**WHAT YOU WILL DO**
Locate each line in the records below that contains the word "Could" with matching capitalization, and copy those lines in full.

═══ GIVEN RECORDS

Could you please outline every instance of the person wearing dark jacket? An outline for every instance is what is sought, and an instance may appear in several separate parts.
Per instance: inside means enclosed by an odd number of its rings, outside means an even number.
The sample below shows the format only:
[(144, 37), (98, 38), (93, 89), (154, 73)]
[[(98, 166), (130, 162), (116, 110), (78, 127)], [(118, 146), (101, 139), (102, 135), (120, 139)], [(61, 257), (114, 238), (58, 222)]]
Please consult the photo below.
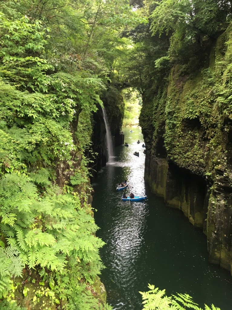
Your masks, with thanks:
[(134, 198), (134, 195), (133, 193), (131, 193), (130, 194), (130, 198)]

══════
═══ GIVEN RECORDS

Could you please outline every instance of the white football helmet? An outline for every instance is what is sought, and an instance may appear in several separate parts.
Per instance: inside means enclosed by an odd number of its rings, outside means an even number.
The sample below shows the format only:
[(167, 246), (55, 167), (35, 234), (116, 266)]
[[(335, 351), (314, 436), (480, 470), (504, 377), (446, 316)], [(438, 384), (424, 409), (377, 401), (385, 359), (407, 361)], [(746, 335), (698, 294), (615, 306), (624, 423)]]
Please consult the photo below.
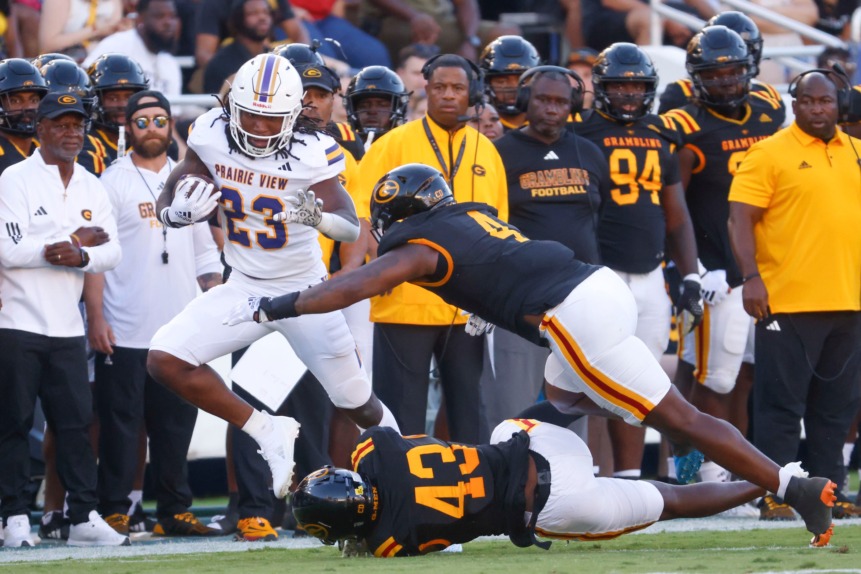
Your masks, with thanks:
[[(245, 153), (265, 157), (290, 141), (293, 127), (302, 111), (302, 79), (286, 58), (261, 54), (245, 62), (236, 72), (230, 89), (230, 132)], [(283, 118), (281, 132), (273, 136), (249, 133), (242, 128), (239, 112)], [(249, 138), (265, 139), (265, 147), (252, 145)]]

══════
═══ GIVEN RECORDS

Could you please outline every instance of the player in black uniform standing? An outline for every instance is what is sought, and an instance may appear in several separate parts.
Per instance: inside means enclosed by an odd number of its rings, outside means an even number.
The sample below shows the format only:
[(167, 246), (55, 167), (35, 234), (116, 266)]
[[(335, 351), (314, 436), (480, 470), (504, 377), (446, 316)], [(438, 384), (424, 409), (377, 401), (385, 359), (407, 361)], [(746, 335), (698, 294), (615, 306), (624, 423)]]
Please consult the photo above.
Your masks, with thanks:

══════

**OUTPUT BELOW**
Could you please outline every instance of the person wearing dark jacket? An outline for every instance is what is sought, and an instance may appear in several separate parts.
Could you please outline every instance of the white football helmet? An outline for every instance is what is sought, and an instance may appear in several separate parts.
Could you please outline every instance of the player in black uniform standing? An outline for every instance is what is sought, and an instance may appear in several separate parts.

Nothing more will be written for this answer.